**RECORDS FOR THIS TASK:**

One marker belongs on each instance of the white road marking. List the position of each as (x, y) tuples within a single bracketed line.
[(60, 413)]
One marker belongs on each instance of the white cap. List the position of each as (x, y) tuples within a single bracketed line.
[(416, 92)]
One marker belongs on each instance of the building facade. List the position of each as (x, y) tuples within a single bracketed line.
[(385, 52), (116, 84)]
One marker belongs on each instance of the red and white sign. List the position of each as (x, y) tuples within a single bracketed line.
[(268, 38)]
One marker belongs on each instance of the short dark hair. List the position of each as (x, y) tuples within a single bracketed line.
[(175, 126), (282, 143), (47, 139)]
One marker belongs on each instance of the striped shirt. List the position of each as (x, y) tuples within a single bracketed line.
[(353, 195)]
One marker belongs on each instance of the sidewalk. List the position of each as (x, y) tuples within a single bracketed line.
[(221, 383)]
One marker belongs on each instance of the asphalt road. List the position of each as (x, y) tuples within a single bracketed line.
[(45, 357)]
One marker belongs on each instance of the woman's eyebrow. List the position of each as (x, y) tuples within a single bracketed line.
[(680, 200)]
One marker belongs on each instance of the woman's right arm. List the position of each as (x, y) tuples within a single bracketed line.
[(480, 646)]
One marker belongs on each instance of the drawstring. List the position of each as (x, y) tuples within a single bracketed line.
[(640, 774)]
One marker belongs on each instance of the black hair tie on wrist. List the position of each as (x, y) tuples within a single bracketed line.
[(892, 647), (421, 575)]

**AIM OF THE EXERCISE:**
Write out the listing without changes, starting at the line that contains "One marker belongs on each instance of the drawstring." and ending at the last line of the listing.

**CORRECT RESULT:**
One marker belongs on each instance of the drawstring. List the position of each as (x, y) tuples within a single bracketed line.
[(640, 774)]
One marker belongs on each instance of the black hair tie on wrist. List the position of each as (x, y) tuples within a single bracketed line.
[(892, 647), (421, 575)]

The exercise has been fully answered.